§ INSTRUCTIONS TO FOLLOW:
Rewrite the lines below as a JSON list of strings, with one string per line and blank lines omitted.

§ MATERIAL:
>> Begin

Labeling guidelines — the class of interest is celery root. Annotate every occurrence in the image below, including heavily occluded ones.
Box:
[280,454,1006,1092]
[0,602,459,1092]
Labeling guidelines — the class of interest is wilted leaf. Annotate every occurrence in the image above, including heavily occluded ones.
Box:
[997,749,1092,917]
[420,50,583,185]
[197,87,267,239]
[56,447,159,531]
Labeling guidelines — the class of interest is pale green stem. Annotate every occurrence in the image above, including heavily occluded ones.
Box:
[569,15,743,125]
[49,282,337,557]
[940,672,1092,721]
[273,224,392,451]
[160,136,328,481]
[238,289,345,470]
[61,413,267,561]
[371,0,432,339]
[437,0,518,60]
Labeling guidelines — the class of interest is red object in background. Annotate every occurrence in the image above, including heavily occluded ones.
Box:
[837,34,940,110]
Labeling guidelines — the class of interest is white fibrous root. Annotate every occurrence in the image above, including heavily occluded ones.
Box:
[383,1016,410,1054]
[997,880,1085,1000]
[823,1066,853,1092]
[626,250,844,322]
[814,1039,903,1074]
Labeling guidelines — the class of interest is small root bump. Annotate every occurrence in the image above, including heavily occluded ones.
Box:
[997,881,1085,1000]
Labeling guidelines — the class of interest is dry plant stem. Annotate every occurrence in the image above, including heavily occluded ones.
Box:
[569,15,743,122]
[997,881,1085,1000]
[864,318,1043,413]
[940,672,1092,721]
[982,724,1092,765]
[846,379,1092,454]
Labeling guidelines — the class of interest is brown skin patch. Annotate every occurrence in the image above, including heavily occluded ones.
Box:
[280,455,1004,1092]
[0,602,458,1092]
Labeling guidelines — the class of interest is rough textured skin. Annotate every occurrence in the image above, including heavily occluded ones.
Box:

>> End

§ RESPONSE:
[
  "Labeling guidelines — the class of interest is celery root. Annotate every occurrence in the image below, including heavily occluded ones.",
  "Box:",
  "[280,454,1006,1092]",
  "[0,602,459,1092]",
  "Labeling guidelines — the class of interest is wilted leaf. Annotate every occurrence in the image above, including heavily occluded ones.",
  "Box:",
  "[997,749,1092,917]",
  "[420,50,583,185]",
  "[197,87,267,239]",
  "[56,447,159,531]",
  "Labeling guidelines — the class of interest is pale green stem. Annotate every occurrence in the image above, including heavily occluded ones.",
  "Box:",
  "[569,15,743,125]",
  "[49,282,337,557]",
  "[940,672,1092,721]",
  "[273,224,392,451]",
  "[160,136,328,481]",
  "[238,289,345,470]",
  "[61,413,267,561]",
  "[371,0,432,339]",
  "[437,0,518,60]",
  "Labeling guidelines — the class of interest is red object in background. Annotate every occurrence in the image above, including heavily occluded ones.",
  "Box:",
  "[837,34,940,110]",
  "Labeling guidelines — the class of interest is white fibrous root. Annotate every occurrence in the image above, including heavily occluded ones.",
  "Box:",
  "[383,1016,410,1054]",
  "[997,880,1085,1000]",
  "[823,1066,853,1092]",
  "[626,250,844,322]",
  "[814,1039,903,1074]",
  "Labeling guidelines — the class of interest is small root bump. Annotate every occurrence in the image above, including heavily occluded ones.",
  "Box:",
  "[997,881,1085,1000]",
  "Labeling guidelines — the class of interest is dry plant stem. Annotate every occurrence in the image above, including heavily occluded ones.",
  "Box:",
  "[569,15,743,122]",
  "[997,881,1085,1000]",
  "[864,318,1043,413]",
  "[940,672,1092,721]",
  "[982,724,1092,765]",
  "[846,379,1092,454]",
  "Labeling guidelines — the class of interest is brown skin patch. Annotate every occurrence in the image above, including heavily occluded ones.",
  "Box:",
  "[280,455,1004,1092]",
  "[0,602,458,1092]",
  "Labeling guidelines — the class of interest is rough textured skin. Annotate every occurrence in the image above, including heavily occluded ones.",
  "Box:"
]